● Source document:
## start

Outdoor images often contain sufficient visual information to understand geographic information about the scene, such as where the image was captured. Developing effective algorithms for this task has received significant attention for many years [im2gps, weyand2016planet]. The appearance of an outdoor scene can also change rapidly. These changes are often due to fleeting, or transient, attributes such as lighting and weather conditions, that dramatically affect the visual perception of an environment. For instance, consider a scene that changes from sunny and pleasant to rainy and brooding in mere minutes. Several methods have been proposed for automatically understanding and extracting these subtle characteristics from imagery [patterson2012sun, lu2014two, laffont2014transient, baltenberger16transient]. Estimating these types of transient attributes has importance in a number of applications, including: environmental monitoring [wang2013observing, fedorov2014snow], as a pre-processing step for calibration [jacobs13cloudcalibration, workman2014rainbow], and enabling semantic browsing of large photo collections [jacobs07amos, laffont2014transient]. Our work fuses these two research areas by learning to estimate geo-temporal image features, which are related to when and where an image was captured.
Recently, a significant amount of work has explored how sources of supervision beyond manual annotation can be used to learn useful representations of images. In general, collecting manual annotations for millions, or perhaps billions, of images is prohibitively expensive. As Doersch summarizes [doersch2016supervision], “The idea is that, given the right task, the computer can learn on its own to represent useful semantic properties of the visual world.” Such learning tasks are often referred to as pretext tasks; they serve as an intermediary target for learning the intended representation. For example, Doersch et al. [doersch2015unsupervised] show how spatial context can be used as a supervisory signal in order to learn a visual representation for object discovery. Similarly, Pathak et al. [pathak2016context] use context-based pixel prediction for pre-training a representation for classification, detection, and segmentation tasks. We extend this line of work by using time and location context to learn useful features from a large corpus of imagery.
Our work makes the following visual assumptions about the world. First, that photographs provide a direct source of context regarding the conditions under which they were captured. For example, the time of day that an image is captured is directly related to the brightness of the image (i.e., light to dark), season can indicate the expected weather conditions or how people are dressed, and location can provide evidence about anticipated styles, such as architecture. Second, these context signals are hard to extract from an image, are potentially noisy (e.g., snow in early Summer), and can be indicated by multiple sources (e.g., snow on the ground, people wearing heavy coats). These assumptions motivate our method which integrates image appearance, time, and location, the latter of which are typically recorded automatically by the imaging device.

## end

● Records supplied:
## start

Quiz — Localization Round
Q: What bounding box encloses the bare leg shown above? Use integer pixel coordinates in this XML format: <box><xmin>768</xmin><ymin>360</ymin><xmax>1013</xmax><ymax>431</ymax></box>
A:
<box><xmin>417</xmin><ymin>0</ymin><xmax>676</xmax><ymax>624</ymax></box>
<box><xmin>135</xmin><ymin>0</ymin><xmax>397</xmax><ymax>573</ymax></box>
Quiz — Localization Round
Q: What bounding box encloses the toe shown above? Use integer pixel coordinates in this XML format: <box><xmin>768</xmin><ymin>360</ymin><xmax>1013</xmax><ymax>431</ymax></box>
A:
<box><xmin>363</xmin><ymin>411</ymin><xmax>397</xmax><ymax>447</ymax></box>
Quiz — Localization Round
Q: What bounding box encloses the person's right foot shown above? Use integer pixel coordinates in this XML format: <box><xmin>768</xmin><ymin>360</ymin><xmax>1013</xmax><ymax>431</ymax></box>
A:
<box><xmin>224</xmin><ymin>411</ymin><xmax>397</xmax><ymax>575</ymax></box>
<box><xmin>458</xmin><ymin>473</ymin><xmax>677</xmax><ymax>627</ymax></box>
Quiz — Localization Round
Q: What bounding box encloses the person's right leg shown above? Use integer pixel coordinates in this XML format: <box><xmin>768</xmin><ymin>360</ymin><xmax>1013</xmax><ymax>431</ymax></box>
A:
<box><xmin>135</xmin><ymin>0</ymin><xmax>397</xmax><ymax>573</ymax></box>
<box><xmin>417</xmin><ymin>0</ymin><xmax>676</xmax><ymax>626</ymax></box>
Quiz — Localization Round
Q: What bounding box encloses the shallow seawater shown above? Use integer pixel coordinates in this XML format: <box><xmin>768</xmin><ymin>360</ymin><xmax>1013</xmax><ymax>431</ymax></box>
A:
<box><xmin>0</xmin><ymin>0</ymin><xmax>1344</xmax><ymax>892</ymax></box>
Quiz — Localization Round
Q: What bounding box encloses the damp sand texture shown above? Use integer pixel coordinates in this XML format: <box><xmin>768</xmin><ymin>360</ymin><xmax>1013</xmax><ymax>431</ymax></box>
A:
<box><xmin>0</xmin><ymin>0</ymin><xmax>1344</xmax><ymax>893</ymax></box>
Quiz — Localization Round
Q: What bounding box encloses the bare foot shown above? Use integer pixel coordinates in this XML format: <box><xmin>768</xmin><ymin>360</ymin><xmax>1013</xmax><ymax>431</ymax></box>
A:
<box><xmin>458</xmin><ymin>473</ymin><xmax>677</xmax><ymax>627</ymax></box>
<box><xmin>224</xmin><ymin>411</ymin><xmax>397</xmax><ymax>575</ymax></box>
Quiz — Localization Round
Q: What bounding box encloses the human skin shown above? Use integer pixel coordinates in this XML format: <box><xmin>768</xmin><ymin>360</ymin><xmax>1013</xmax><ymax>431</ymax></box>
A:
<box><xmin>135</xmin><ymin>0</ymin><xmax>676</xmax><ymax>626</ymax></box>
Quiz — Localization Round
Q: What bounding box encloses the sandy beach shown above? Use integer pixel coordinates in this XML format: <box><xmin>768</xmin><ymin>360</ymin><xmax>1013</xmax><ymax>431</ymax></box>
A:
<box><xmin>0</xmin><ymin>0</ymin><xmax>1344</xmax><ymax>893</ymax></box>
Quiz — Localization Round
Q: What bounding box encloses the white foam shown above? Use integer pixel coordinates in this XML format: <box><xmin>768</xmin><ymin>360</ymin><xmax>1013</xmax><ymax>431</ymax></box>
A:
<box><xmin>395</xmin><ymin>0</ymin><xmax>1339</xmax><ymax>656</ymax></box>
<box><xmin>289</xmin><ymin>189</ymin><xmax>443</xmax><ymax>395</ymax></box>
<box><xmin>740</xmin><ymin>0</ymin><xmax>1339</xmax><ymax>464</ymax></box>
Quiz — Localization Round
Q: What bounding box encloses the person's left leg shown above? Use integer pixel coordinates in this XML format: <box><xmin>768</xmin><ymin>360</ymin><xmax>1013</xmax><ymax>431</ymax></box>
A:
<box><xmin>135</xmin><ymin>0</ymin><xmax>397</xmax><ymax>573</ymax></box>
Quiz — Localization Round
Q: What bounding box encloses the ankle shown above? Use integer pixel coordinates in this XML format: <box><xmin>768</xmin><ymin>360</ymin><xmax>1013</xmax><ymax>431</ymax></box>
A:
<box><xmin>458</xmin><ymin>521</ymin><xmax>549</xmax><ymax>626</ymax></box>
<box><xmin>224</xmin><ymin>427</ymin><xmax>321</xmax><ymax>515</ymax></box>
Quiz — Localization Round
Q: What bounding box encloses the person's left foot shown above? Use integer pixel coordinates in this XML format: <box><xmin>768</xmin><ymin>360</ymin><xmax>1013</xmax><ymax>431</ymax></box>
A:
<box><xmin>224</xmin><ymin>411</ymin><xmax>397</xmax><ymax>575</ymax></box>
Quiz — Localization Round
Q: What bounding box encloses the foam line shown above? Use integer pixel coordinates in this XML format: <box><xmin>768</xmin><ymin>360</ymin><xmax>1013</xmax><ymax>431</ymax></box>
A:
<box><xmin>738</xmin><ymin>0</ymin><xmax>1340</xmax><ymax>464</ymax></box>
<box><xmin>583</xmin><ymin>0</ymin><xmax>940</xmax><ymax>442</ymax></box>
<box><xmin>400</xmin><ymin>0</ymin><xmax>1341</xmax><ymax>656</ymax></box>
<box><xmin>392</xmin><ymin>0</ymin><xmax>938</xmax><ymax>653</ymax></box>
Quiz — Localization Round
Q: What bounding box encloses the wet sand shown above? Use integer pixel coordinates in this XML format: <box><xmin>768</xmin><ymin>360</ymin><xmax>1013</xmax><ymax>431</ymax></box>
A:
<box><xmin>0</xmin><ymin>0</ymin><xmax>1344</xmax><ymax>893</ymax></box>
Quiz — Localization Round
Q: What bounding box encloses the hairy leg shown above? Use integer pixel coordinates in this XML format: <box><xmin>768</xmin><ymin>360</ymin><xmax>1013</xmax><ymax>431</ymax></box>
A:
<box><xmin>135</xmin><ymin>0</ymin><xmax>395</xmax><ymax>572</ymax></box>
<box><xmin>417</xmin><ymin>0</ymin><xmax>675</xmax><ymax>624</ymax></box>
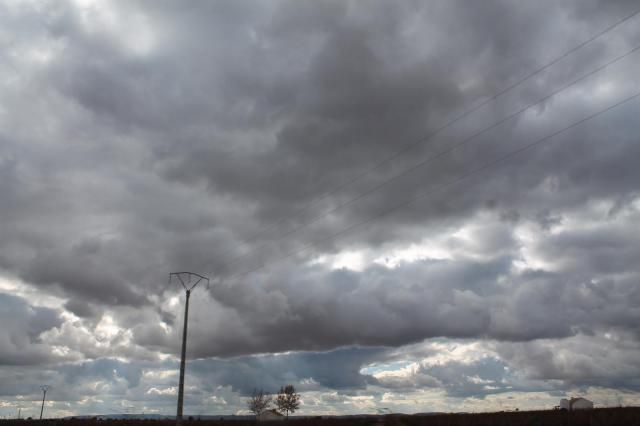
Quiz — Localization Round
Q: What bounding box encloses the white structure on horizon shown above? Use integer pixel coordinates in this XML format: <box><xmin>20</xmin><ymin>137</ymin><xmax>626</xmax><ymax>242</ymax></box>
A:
<box><xmin>560</xmin><ymin>398</ymin><xmax>593</xmax><ymax>411</ymax></box>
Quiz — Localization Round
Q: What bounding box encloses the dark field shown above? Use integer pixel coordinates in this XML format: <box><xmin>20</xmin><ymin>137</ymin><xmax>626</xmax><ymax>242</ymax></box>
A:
<box><xmin>0</xmin><ymin>407</ymin><xmax>640</xmax><ymax>426</ymax></box>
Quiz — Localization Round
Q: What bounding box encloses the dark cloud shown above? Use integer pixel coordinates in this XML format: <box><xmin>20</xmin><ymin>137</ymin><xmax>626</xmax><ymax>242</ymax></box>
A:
<box><xmin>0</xmin><ymin>0</ymin><xmax>640</xmax><ymax>414</ymax></box>
<box><xmin>0</xmin><ymin>293</ymin><xmax>62</xmax><ymax>365</ymax></box>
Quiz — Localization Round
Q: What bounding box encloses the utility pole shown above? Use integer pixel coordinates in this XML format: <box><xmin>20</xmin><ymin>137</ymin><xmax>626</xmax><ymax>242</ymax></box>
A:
<box><xmin>40</xmin><ymin>385</ymin><xmax>51</xmax><ymax>420</ymax></box>
<box><xmin>169</xmin><ymin>272</ymin><xmax>209</xmax><ymax>425</ymax></box>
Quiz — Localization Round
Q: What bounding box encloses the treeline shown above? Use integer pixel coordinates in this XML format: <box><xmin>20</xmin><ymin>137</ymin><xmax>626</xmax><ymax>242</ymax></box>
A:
<box><xmin>0</xmin><ymin>407</ymin><xmax>640</xmax><ymax>426</ymax></box>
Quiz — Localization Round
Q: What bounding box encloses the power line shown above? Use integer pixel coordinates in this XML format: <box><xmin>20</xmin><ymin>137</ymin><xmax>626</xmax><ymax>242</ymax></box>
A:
<box><xmin>204</xmin><ymin>5</ymin><xmax>640</xmax><ymax>272</ymax></box>
<box><xmin>169</xmin><ymin>272</ymin><xmax>209</xmax><ymax>426</ymax></box>
<box><xmin>228</xmin><ymin>91</ymin><xmax>640</xmax><ymax>279</ymax></box>
<box><xmin>214</xmin><ymin>40</ymin><xmax>640</xmax><ymax>278</ymax></box>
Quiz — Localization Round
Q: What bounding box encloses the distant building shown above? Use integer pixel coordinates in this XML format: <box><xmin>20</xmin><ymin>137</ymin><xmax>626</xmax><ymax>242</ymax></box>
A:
<box><xmin>560</xmin><ymin>398</ymin><xmax>593</xmax><ymax>411</ymax></box>
<box><xmin>257</xmin><ymin>410</ymin><xmax>284</xmax><ymax>422</ymax></box>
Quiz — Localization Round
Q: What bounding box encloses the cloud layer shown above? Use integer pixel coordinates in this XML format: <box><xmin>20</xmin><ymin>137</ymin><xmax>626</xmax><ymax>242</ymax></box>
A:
<box><xmin>0</xmin><ymin>0</ymin><xmax>640</xmax><ymax>414</ymax></box>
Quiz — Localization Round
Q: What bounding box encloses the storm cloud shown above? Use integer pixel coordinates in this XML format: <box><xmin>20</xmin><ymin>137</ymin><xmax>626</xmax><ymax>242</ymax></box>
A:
<box><xmin>0</xmin><ymin>0</ymin><xmax>640</xmax><ymax>414</ymax></box>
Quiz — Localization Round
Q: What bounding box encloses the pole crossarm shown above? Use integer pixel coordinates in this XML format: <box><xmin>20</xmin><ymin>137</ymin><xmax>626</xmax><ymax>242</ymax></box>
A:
<box><xmin>169</xmin><ymin>271</ymin><xmax>209</xmax><ymax>291</ymax></box>
<box><xmin>169</xmin><ymin>271</ymin><xmax>209</xmax><ymax>426</ymax></box>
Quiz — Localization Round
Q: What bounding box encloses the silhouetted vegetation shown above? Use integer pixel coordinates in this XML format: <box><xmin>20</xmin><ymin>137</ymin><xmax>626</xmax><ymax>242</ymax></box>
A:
<box><xmin>0</xmin><ymin>407</ymin><xmax>640</xmax><ymax>426</ymax></box>
<box><xmin>276</xmin><ymin>385</ymin><xmax>300</xmax><ymax>418</ymax></box>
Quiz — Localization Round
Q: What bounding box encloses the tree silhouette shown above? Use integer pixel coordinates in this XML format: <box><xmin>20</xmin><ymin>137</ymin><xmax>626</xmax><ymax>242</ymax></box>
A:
<box><xmin>276</xmin><ymin>385</ymin><xmax>300</xmax><ymax>419</ymax></box>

## end

● What to do:
A. Please update the geo-temporal features text and give everything from "Our work makes" down to "the imaging device." again, with "heavy coats" replaced by "winter jackets".
B. In the geo-temporal features text, what do Pathak et al. use context-based pixel prediction for?

● Answers provided:
A.
Our work makes the following visual assumptions about the world. First, that photographs provide a direct source of context regarding the conditions under which they were captured. For example, the time of day that an image is captured is directly related to the brightness of the image (i.e., light to dark), season can indicate the expected weather conditions or how people are dressed, and location can provide evidence about anticipated styles, such as architecture. Second, these context signals are hard to extract from an image, are potentially noisy (e.g., snow in early Summer), and can be indicated by multiple sources (e.g., snow on the ground, people wearing winter jackets). These assumptions motivate our method which integrates image appearance, time, and location, the latter of which are typically recorded automatically by the imaging device.

B. Pre-training a representation for classification, detection, and segmentation tasks.